▸ EXERCISE GOAL
Copy out every line of the data below word for word, leaving nothing out and changing nothing.

Collection entries

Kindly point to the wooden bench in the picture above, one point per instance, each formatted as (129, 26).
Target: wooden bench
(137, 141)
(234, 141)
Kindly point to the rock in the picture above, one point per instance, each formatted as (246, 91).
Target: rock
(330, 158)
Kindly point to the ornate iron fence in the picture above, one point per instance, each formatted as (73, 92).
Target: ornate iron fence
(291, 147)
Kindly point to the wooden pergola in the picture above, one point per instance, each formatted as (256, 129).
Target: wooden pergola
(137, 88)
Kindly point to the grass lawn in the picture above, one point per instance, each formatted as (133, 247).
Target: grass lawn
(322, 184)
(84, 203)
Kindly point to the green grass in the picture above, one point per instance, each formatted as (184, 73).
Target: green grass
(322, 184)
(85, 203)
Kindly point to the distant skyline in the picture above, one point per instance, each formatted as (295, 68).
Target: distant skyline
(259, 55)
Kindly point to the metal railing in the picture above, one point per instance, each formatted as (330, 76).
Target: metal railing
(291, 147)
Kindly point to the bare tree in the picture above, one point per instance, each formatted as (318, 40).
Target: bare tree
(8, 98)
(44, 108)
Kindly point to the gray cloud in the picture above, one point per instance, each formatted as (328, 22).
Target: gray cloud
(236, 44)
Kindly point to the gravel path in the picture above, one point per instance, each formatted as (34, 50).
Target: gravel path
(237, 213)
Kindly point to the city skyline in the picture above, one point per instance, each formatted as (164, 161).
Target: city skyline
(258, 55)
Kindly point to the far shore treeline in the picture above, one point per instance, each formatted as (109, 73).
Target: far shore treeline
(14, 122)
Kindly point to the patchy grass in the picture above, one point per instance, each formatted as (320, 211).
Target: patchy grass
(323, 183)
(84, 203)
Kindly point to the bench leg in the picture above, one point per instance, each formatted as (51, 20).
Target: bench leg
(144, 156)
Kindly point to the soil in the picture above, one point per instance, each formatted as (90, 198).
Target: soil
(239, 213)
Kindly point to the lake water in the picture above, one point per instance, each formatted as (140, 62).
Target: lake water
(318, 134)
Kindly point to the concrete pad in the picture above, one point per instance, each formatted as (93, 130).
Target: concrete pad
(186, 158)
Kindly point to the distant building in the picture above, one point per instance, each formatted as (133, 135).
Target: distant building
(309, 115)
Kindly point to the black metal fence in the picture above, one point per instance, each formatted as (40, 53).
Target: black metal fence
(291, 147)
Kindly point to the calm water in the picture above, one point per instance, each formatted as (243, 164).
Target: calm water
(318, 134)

▸ SOLUTION TO THE EXERCISE
Kindly point to the wooden bench in the picture above, one point per instance, each formatted as (129, 26).
Target: wooden bench
(137, 141)
(234, 141)
Kindly point to the rock in the picture above, one point per instance, each formatted as (246, 91).
Target: rock
(330, 158)
Kindly point to the ornate iron fence in the picture above, one point per instance, each formatted as (73, 92).
Target: ornate iron fence
(291, 147)
Kindly point to the wooden pergola in the picture above, one point per instance, each formatted as (256, 129).
Target: wooden pergola
(137, 88)
Kindly point to the grass lawn in the picture above, one point per instance, each formatted as (133, 247).
Target: grass lawn
(322, 184)
(84, 203)
Kindly point to the green grass in the picture above, one point per instance, each formatted as (184, 73).
Target: green grass
(322, 184)
(85, 203)
Kindly point to the distant skyline in the picture above, one point per instance, each formatted as (295, 68).
Target: distant skyline
(259, 55)
Kindly point to the metal railing in the picture above, one point per instance, each formatted as (330, 76).
Target: metal railing
(291, 147)
Kindly point to the bare tree in the picture above, one point per instance, each formatted as (318, 40).
Target: bare tree
(8, 98)
(44, 108)
Kindly point to the gray cloud in the picture above, one point per instance, each formatted as (328, 22).
Target: gray cloud
(236, 44)
Kindly point to the gravel path in the picture above, one point per instance, each formatted as (34, 50).
Target: gravel path
(237, 213)
Kindly point to the city skyline in the picture above, one point per instance, each formatted as (164, 161).
Target: city skyline
(258, 55)
Kindly point to the far shore treeline in the picture above, one point per instance, each formatted as (109, 73).
Target: far shore treeline
(14, 122)
Kindly point to the patchy grass in the picture above, one point per instance, each formatted as (320, 211).
Target: patchy grass
(323, 183)
(84, 203)
Kindly point to the bench leg in the picture above, one point per instance, each formatted as (51, 20).
Target: bench leg
(144, 156)
Kindly point to the soil in the picture above, one point per instance, each formatted as (90, 198).
Target: soil
(239, 213)
Kindly point to the lake water in the picture above, one point per instance, each formatted as (140, 62).
Target: lake water
(318, 134)
Kindly point to the concrete pad in the picture above, one point per instance, each formatted as (93, 130).
Target: concrete pad
(186, 158)
Kindly point to the distant building in the picture above, one point per instance, each formatted as (133, 135).
Target: distant building
(309, 115)
Kindly point to the black metal fence in the picture above, one point per instance, each formatted as (40, 53).
Target: black metal fence
(291, 147)
Kindly point to the calm water in the picture above, one point per instance, each formatted as (243, 164).
Target: calm water
(318, 134)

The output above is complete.